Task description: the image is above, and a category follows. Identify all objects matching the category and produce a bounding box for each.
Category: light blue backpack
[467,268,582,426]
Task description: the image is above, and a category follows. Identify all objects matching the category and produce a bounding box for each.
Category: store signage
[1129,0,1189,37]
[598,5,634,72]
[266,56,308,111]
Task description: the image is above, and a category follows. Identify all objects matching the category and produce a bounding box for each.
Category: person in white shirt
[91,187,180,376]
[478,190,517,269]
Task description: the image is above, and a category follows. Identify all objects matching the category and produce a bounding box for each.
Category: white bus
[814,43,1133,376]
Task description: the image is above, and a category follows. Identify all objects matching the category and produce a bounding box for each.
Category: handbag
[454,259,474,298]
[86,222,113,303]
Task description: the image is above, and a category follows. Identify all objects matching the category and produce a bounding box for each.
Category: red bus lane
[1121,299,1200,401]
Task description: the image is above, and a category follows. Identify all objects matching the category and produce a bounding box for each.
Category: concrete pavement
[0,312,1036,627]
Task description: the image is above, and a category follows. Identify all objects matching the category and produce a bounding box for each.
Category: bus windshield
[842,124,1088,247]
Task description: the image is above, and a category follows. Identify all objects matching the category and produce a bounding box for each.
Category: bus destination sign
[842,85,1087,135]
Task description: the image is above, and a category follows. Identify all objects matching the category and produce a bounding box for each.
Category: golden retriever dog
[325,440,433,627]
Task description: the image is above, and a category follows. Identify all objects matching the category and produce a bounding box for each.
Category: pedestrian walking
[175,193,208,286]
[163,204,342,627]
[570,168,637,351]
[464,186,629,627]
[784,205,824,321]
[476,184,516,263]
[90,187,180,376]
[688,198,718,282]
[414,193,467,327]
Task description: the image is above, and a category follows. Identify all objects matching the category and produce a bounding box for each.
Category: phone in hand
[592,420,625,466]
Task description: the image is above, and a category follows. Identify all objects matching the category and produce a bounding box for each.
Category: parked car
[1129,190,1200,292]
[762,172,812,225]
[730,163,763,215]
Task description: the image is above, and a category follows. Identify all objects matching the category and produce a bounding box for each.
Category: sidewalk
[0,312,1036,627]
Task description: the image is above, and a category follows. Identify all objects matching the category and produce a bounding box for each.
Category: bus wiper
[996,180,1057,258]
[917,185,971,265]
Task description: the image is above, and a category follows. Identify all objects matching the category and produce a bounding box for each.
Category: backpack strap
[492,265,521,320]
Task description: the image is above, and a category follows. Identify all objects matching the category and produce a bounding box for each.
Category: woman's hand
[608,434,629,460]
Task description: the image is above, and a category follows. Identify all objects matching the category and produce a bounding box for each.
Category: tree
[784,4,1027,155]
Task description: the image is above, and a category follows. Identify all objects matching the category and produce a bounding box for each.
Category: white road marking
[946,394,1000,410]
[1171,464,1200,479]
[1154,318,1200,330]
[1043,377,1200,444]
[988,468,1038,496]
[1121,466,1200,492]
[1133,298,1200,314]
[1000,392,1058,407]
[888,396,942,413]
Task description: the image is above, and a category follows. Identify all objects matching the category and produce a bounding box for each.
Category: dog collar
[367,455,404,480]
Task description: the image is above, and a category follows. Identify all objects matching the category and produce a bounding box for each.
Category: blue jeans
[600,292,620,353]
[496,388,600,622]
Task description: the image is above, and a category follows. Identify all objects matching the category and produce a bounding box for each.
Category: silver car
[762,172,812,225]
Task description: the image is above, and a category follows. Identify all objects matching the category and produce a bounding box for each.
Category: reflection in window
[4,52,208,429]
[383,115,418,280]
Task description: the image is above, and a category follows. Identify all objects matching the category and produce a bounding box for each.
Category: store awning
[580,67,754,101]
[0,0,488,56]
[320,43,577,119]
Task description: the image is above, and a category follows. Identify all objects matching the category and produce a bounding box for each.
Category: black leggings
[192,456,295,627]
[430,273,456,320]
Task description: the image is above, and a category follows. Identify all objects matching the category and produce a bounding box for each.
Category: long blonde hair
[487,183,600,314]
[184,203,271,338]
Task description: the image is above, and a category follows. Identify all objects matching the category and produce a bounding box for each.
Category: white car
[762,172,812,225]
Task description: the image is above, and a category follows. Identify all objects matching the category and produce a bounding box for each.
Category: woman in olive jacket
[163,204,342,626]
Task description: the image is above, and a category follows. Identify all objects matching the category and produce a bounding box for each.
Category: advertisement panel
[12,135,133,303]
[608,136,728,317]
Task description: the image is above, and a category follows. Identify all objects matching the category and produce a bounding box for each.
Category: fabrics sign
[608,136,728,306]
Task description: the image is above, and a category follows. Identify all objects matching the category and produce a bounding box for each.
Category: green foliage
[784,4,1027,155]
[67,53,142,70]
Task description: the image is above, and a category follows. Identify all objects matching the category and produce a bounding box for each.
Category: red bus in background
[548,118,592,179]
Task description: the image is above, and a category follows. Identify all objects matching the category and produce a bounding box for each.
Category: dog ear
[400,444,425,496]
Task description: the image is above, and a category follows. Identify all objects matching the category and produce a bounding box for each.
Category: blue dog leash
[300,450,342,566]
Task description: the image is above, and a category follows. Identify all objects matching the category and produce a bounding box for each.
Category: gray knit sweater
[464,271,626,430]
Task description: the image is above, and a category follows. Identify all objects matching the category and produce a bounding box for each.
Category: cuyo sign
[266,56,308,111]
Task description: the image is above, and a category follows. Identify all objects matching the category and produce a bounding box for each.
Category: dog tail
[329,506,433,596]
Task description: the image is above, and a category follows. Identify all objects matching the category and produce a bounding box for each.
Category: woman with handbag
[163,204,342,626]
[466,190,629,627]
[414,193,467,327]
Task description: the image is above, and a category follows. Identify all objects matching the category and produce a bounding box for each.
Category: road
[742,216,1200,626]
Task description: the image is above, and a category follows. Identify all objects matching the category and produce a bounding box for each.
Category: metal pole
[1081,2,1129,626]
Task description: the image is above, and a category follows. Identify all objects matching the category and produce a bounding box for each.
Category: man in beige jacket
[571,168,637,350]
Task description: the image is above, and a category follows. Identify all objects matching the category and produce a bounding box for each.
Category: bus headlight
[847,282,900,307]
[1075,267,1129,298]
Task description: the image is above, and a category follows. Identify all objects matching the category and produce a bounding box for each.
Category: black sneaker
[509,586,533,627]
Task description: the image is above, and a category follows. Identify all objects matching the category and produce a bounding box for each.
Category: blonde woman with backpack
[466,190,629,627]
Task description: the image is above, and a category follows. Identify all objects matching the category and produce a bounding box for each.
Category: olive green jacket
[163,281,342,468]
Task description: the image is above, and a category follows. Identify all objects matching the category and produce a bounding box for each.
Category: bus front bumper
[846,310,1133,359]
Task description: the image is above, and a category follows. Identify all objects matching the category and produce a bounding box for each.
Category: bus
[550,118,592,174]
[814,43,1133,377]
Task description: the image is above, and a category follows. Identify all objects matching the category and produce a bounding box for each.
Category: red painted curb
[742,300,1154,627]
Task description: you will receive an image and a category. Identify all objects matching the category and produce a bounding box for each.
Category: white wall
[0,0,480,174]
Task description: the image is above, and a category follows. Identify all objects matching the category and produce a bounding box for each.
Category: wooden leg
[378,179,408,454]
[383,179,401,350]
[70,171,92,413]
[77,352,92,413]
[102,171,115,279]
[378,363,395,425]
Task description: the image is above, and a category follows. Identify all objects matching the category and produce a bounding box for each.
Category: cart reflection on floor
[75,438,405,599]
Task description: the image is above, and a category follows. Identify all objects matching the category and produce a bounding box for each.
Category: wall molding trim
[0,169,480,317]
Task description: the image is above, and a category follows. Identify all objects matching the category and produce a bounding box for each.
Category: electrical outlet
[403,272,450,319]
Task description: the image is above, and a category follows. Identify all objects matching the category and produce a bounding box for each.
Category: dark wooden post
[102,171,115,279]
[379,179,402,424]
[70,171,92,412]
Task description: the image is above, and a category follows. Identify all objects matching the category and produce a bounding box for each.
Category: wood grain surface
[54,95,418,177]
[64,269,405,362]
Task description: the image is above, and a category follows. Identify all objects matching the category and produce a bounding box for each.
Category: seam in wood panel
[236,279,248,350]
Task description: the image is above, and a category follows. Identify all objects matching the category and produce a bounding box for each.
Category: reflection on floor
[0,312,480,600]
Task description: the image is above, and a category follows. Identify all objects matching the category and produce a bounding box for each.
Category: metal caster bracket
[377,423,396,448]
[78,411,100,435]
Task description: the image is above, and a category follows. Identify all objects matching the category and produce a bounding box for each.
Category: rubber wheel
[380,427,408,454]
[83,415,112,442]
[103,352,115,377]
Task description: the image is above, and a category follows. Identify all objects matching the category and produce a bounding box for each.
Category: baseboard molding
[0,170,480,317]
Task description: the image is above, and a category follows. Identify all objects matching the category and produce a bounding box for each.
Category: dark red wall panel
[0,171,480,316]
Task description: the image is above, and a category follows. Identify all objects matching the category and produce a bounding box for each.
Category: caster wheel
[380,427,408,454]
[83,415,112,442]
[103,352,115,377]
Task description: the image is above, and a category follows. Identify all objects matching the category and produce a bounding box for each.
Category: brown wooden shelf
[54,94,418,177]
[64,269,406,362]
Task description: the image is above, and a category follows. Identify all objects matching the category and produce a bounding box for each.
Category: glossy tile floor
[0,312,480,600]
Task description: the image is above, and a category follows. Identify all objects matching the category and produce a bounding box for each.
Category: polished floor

* **Work required**: Reproduce the records above, beginning with the first one and stopping after the line that contains "[325,440,433,627]". Substitute "shoulder bag" for "handbag" and leave everything else unchanged.

* **Output of the exercise**:
Task description: the image is above, and a category follows. Identify all objects matching the category and produce a bounding box for each.
Category: light blue backpack
[467,268,582,426]
Task description: the image is above, and a category follows. Identify all objects matching the category and produce a bounding box for each.
Category: store signage
[1129,0,1189,37]
[598,5,634,72]
[266,56,308,111]
Task description: the image is above, and a category follows. Identify all objects matching the category and produce a bounding box for each.
Category: person in white shirt
[91,187,180,376]
[478,190,517,269]
Task description: the image is above, and a category follows. Identify all objects matching the category and produce a bounding box for each.
Category: white bus
[814,43,1133,376]
Task description: the image is above, and a category follows. Identify all objects matching the category and produce a bounding box for each.
Category: shoulder bag
[454,259,474,298]
[86,222,113,303]
Task description: the image is above, and a category follows. Identify all objects matching the category and produce a bounding box for each.
Category: red bus lane
[1121,299,1200,401]
Task description: the image is above, and a category follows. Identify all objects matching the category and produce a bounding box for each.
Category: concrete pavement
[0,312,1036,627]
Task description: the image is above, and a category follows. Identify all objects matching the category and produce a bounding box for each.
Category: bus windshield
[842,124,1088,247]
Task description: the image is above, and a category follows. Identify all objects matching the category and produce a bounding box for each.
Category: bus destination sign
[842,85,1087,135]
Task description: the image is above, and a category follows. Identify all objects matching the category and produce a bounding box for each.
Category: golden retriever dog
[325,440,433,627]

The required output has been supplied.